Selected excerpt —
▼
An important lesson then is to define your currents and voltage drops on a diagram as I did top left in the attachment.
Normally in a dc circuit one would use conventional current flow ie from positive to negative. So current 'leaves' the positive terminal of the battery. The polarity of the voltages across a resistor when a current flows through them as I have defined them is as shown by the arrows in my attached diagram where the arrow tip is +ve with respect to its tail - note well that for the currents I have defined the voltage drop polarity (arrow direction) is in the opposite direction.
Applying Kirchoff's voltage law = Sum of emfs in a loop equals sum of voltage drops - for the left hand loop - it would have been helpful if I had remembered to put arrows beside each battery to indicate the direction of the emfs of the batteries. For the 12V battery it would point upwards and for the 5V battery it would point downwards:
12 = 1000i1 + 680(i1-i2)
For the right hand loop:
5 = 1500i2 - 680(i1-i2).......Note well the minus sign before the 680 Ohm resistor because the polarity of the voltage drop I defined across this resistor is in the opposite direction to the voltage drop across the 1500 Ohm resistor.
After deriving the simultaneous equations I then use the matrix algebra method to do the mathematics to arrive at i1 = 9.2375mA and i2 = 5.175mA. Because these are positive values these currents are indeed in the directions I defined in the diagram. A negative sign would reverse the direction of current flow.
One then finds the voltage drop across the 680 Ohm using using Kirchoff's current law. The current through the 680 Ohm resistor is i1-i2, so one can then use Ohm's Law to calculate the voltage drop. And since i1 is greater than i2, (i1-i2) is a positive number which means that the voltage drop polarity across the 680 is indeed in the direction I initially defined. If (i1-i2) was negative this would indicate the voltage drop polarity is opposite to what I defined.
As clear as mud? I hope not.
Bobby2017: Indeed there are many generous folk in the EF but they tend to baulk at doing other's homework. This is the second electrical science problem you have had no inkling about how to proceed. Does your tutor know of your difficulty? You said you are reading mechanical engineering; nevertheless these sorts of problems you ought to be able to tackle to be a rounded engineer.
Please let us know why you (or the whole class) have been set problems you cannot answer.
Please let us know why you (or the whole class) have been set problems you cannot answer.
▲
Material shown —
▼
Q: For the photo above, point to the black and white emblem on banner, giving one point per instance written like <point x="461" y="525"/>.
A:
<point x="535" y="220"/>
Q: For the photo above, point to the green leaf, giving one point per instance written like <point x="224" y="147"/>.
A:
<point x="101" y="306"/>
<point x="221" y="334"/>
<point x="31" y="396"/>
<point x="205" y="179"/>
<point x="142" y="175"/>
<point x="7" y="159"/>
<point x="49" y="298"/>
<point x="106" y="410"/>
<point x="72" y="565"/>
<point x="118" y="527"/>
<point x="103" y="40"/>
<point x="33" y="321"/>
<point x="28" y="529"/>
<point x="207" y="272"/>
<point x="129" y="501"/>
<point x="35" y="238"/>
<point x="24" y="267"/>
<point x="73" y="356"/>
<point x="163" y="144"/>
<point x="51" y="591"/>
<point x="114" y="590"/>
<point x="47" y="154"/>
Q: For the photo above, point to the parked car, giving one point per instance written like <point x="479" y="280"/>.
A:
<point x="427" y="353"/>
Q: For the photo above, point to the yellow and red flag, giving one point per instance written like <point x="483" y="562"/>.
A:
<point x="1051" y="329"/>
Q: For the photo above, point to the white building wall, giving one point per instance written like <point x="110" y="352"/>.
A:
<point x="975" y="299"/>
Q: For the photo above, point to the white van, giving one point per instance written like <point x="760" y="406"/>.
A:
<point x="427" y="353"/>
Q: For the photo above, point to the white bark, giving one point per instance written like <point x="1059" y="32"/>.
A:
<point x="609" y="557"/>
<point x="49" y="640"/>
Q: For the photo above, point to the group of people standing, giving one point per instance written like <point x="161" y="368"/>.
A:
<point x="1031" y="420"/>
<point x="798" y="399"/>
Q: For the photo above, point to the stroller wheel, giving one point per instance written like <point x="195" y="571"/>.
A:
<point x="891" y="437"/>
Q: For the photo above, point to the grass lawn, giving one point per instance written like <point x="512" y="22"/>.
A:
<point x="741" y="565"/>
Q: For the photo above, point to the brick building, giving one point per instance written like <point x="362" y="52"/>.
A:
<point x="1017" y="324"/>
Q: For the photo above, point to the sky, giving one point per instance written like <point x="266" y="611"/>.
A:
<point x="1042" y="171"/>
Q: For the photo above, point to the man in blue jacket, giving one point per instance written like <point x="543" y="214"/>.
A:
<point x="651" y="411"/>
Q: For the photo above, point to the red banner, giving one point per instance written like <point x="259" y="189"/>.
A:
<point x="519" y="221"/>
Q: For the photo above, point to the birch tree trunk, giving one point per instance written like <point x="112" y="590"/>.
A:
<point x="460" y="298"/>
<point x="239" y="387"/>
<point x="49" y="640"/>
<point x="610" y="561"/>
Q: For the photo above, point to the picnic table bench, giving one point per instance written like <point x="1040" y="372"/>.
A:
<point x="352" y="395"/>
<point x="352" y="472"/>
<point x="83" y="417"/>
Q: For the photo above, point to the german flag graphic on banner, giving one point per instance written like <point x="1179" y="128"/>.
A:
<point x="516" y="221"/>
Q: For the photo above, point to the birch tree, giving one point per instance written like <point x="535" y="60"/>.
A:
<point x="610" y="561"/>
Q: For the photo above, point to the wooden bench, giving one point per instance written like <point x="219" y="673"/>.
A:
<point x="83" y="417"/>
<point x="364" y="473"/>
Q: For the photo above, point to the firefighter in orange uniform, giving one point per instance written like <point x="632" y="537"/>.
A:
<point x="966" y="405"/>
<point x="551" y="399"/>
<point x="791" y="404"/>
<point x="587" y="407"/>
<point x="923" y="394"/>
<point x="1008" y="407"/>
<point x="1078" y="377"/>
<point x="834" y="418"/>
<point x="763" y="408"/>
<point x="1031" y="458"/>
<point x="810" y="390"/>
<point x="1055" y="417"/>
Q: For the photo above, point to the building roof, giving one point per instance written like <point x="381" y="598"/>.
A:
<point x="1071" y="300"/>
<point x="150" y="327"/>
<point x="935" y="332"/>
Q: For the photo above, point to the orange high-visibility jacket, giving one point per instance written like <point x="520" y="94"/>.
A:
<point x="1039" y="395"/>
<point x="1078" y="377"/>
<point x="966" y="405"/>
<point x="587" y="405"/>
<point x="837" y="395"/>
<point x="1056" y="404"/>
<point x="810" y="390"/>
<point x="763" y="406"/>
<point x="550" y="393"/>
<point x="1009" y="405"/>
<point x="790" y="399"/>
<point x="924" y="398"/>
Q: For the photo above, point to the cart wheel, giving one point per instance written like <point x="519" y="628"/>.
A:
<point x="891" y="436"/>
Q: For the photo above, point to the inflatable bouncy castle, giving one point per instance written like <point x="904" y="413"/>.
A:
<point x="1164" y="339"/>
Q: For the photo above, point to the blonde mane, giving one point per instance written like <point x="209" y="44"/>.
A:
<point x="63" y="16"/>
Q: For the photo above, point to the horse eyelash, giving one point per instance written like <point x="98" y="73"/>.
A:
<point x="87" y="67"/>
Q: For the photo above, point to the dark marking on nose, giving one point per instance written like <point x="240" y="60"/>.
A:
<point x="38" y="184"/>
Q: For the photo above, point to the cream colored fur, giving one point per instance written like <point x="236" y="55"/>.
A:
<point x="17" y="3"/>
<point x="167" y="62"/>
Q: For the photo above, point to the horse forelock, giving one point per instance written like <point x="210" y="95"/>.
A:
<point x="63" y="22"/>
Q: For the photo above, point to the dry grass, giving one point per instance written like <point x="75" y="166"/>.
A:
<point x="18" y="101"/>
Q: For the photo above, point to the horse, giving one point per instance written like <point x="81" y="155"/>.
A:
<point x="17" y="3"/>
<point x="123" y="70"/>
▲
What this exercise asks —
• a. Name every physical law that the circuit-analysis text above applies or invokes by name.
• b. Based on the circuit-analysis text above, decide whether each statement is true. Answer yes or no, and quote the words from the text that settle it.
(i) The calculated value of i1 is 9.2375mA.
(ii) The arrow showing the emf of the 5V battery would point upwards.
(iii) The current through the 680 Ohm resistor is i1+i2.

Answers per task —
• a. Kirchoff's voltage law, Kirchoff's current law, and Ohm's Law.

• b.
(i) Yes: "arrive at i1 = 9.2375mA and i2 = 5.175mA"
(ii) No: "for the 5V battery it would point downwards"
(iii) No: "The current through the 680 Ohm resistor is i1-i2"